- [Source records]
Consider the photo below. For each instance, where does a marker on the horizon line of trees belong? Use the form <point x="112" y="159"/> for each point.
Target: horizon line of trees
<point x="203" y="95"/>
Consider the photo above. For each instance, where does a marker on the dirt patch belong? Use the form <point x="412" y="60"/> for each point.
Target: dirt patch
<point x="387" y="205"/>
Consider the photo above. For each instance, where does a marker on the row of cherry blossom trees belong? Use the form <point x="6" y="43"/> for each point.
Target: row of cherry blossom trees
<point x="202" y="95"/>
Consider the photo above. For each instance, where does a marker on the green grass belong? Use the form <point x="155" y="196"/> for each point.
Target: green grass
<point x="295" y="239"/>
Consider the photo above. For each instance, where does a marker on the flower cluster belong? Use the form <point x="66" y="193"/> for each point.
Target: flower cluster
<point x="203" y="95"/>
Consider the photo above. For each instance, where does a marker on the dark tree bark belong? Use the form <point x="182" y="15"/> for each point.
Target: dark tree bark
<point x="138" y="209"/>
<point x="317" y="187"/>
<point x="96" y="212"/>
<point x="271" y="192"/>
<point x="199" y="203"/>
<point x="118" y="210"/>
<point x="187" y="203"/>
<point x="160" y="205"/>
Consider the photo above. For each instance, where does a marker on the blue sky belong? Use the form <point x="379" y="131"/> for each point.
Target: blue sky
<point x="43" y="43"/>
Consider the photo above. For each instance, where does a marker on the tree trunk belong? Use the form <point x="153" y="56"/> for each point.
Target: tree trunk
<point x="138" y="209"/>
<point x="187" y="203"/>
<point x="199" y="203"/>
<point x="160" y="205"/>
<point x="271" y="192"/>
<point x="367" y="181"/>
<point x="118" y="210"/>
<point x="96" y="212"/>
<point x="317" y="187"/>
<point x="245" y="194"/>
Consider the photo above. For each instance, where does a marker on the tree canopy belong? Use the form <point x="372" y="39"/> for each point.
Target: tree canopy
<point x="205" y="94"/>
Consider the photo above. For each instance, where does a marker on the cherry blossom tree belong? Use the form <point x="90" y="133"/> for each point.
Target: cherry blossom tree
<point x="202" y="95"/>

- [Set problem]
Copy the material above line for line, changing nothing.

- [The answer]
Consider the photo below. For each instance, where does a marker on the horizon line of trees belong? Use the form <point x="112" y="159"/> for each point.
Target: horizon line of trees
<point x="203" y="95"/>
Consider the photo above. For each instance, where does a marker on the dirt patch belong? Use the form <point x="412" y="60"/> for each point.
Target: dirt patch
<point x="387" y="205"/>
Consider the photo above. For each instance, where does a marker on the row of cherry blossom trees belong? Use the form <point x="6" y="43"/> for each point.
Target: row of cherry blossom trees
<point x="202" y="95"/>
Consider the photo above. For each instance, where does a marker on the green grass belong? Use the form <point x="155" y="196"/> for each point.
Target: green grass
<point x="295" y="239"/>
Consider the photo above. For each instance, where does a marker on the flower cluster belong? Use the form <point x="66" y="193"/> for each point.
Target: flower cluster
<point x="203" y="95"/>
Consider the photo above. For each instance, where does a marker on the dark tree bark belong? Use the form <point x="182" y="15"/> for each point.
Target: dark tree bark
<point x="138" y="209"/>
<point x="317" y="187"/>
<point x="96" y="212"/>
<point x="271" y="192"/>
<point x="199" y="203"/>
<point x="118" y="210"/>
<point x="187" y="203"/>
<point x="160" y="205"/>
Consider the photo above. For each instance, where does a marker on the blue sky belong? Use the form <point x="379" y="131"/> for each point.
Target: blue sky
<point x="43" y="43"/>
Consider the photo above. For each instance, where does a marker on the tree trunk belong? Use the form <point x="153" y="56"/> for each point.
Target: tree trunk
<point x="138" y="209"/>
<point x="187" y="203"/>
<point x="199" y="203"/>
<point x="160" y="205"/>
<point x="271" y="192"/>
<point x="367" y="181"/>
<point x="118" y="210"/>
<point x="96" y="212"/>
<point x="317" y="187"/>
<point x="245" y="194"/>
Consider the photo above. For each instance, where does a marker on the tree canopy belong? Use the form <point x="372" y="39"/> for each point.
Target: tree canopy
<point x="205" y="94"/>
Consider the photo above. For each instance, where does a marker on the cherry blossom tree belong? Use the form <point x="90" y="133"/> for each point.
Target: cherry blossom tree
<point x="202" y="95"/>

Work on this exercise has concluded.